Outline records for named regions
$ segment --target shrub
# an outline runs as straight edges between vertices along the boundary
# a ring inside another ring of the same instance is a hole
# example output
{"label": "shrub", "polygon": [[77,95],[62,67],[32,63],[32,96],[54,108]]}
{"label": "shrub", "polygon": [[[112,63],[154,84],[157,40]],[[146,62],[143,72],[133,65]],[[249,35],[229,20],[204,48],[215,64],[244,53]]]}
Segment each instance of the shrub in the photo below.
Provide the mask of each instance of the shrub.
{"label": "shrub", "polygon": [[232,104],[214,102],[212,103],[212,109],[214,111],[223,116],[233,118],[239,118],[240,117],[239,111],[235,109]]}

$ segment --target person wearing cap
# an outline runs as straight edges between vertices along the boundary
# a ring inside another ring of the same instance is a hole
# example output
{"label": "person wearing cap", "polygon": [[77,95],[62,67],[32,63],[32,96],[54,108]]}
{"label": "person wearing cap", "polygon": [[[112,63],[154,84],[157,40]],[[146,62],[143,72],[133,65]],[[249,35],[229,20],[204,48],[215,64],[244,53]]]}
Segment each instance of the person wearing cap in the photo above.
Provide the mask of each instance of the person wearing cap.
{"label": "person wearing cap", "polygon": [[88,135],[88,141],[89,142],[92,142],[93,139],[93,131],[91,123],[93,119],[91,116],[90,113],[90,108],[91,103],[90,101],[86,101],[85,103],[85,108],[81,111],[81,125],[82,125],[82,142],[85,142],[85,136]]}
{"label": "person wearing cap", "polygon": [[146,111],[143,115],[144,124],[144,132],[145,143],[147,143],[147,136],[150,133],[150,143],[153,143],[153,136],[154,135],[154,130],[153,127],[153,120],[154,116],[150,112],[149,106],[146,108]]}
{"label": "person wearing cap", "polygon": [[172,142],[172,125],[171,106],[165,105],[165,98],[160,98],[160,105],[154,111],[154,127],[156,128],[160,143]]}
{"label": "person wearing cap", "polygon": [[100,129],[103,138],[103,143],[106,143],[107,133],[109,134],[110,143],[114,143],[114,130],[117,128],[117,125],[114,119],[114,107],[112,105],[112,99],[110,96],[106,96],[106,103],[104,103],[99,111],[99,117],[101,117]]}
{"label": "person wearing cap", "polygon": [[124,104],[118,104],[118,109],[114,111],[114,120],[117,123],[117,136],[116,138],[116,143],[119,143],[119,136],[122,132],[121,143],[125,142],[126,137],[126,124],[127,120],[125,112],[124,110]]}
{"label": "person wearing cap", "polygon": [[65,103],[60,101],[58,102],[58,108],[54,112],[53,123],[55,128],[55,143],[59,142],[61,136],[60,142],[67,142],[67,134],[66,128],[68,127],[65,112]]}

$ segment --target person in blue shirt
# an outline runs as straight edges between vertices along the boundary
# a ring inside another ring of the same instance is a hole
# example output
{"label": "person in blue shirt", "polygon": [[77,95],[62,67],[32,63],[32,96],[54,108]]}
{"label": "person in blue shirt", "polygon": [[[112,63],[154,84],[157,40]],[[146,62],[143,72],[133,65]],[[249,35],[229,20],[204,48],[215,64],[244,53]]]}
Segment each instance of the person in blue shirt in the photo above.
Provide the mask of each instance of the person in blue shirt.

> Task instructions: Update the lines above so that each "straight edges" reads "line segments", and keep every other part the same.

> The completed task:
$ segment --target shrub
# an outline runs as line segments between vertices along the boundary
# a ring inside another ring of the same instance is a hole
# example output
{"label": "shrub", "polygon": [[77,95],[62,67],[32,63],[32,96],[54,108]]}
{"label": "shrub", "polygon": [[[112,63],[154,84],[157,40]],[[146,62],[143,72],[133,65]],[[249,35],[229,20],[204,48],[215,64],[244,53]]]}
Segment each instance of the shrub in the photo below.
Provide the mask of each instance of the shrub.
{"label": "shrub", "polygon": [[232,104],[214,102],[212,103],[212,109],[214,111],[223,116],[233,118],[239,118],[240,117],[239,111],[235,109]]}

$ segment --target person wearing cap
# an outline runs as line segments between vertices along the boundary
# a ring inside another ring of the same instance is a hole
# example output
{"label": "person wearing cap", "polygon": [[77,95],[62,67],[32,63],[32,96],[54,108]]}
{"label": "person wearing cap", "polygon": [[[112,63],[154,84],[157,40]],[[146,62],[143,72],[133,65]],[[249,35],[229,20],[204,48],[215,64],[244,53]]]}
Segment each instance of the person wearing cap in the photo above.
Provide the mask of each instance of the person wearing cap.
{"label": "person wearing cap", "polygon": [[88,135],[88,141],[89,142],[92,142],[93,139],[93,131],[91,123],[93,119],[91,116],[90,113],[90,108],[91,103],[90,101],[86,101],[85,103],[85,108],[81,111],[81,125],[82,125],[82,142],[85,142],[85,136]]}
{"label": "person wearing cap", "polygon": [[146,111],[143,115],[144,124],[144,132],[145,143],[147,143],[147,136],[150,133],[150,143],[153,143],[153,136],[154,135],[154,130],[153,127],[153,120],[154,116],[150,112],[149,106],[146,108]]}
{"label": "person wearing cap", "polygon": [[172,142],[172,125],[171,106],[165,105],[165,98],[160,98],[160,105],[154,111],[154,127],[156,128],[160,143]]}
{"label": "person wearing cap", "polygon": [[100,129],[103,138],[103,143],[106,143],[107,133],[109,134],[110,143],[114,143],[114,130],[117,128],[117,125],[114,119],[114,107],[112,105],[112,99],[110,96],[106,96],[106,103],[104,103],[99,111],[99,117],[101,117]]}
{"label": "person wearing cap", "polygon": [[124,104],[118,104],[118,109],[114,111],[114,120],[117,123],[117,136],[116,138],[116,143],[119,143],[119,136],[122,132],[121,143],[125,142],[126,137],[126,124],[127,120],[125,112],[124,110]]}
{"label": "person wearing cap", "polygon": [[65,103],[60,101],[58,102],[58,108],[54,112],[53,123],[55,128],[55,143],[59,142],[61,136],[60,142],[67,142],[67,134],[66,128],[68,127],[65,112]]}

$ segment --target person in blue shirt
# an outline runs as line segments between vertices along the boundary
# a ring inside another ring of the same instance is a hole
# example output
{"label": "person in blue shirt", "polygon": [[77,95],[62,67],[32,63],[32,96],[54,108]]}
{"label": "person in blue shirt", "polygon": [[[112,63],[154,84],[157,40]],[[146,62],[143,72],[133,65]],[[249,35],[229,20],[204,48],[215,64],[244,53]]]}
Segment each instance of the person in blue shirt in the photo above.
Provide the mask of each instance of the person in blue shirt.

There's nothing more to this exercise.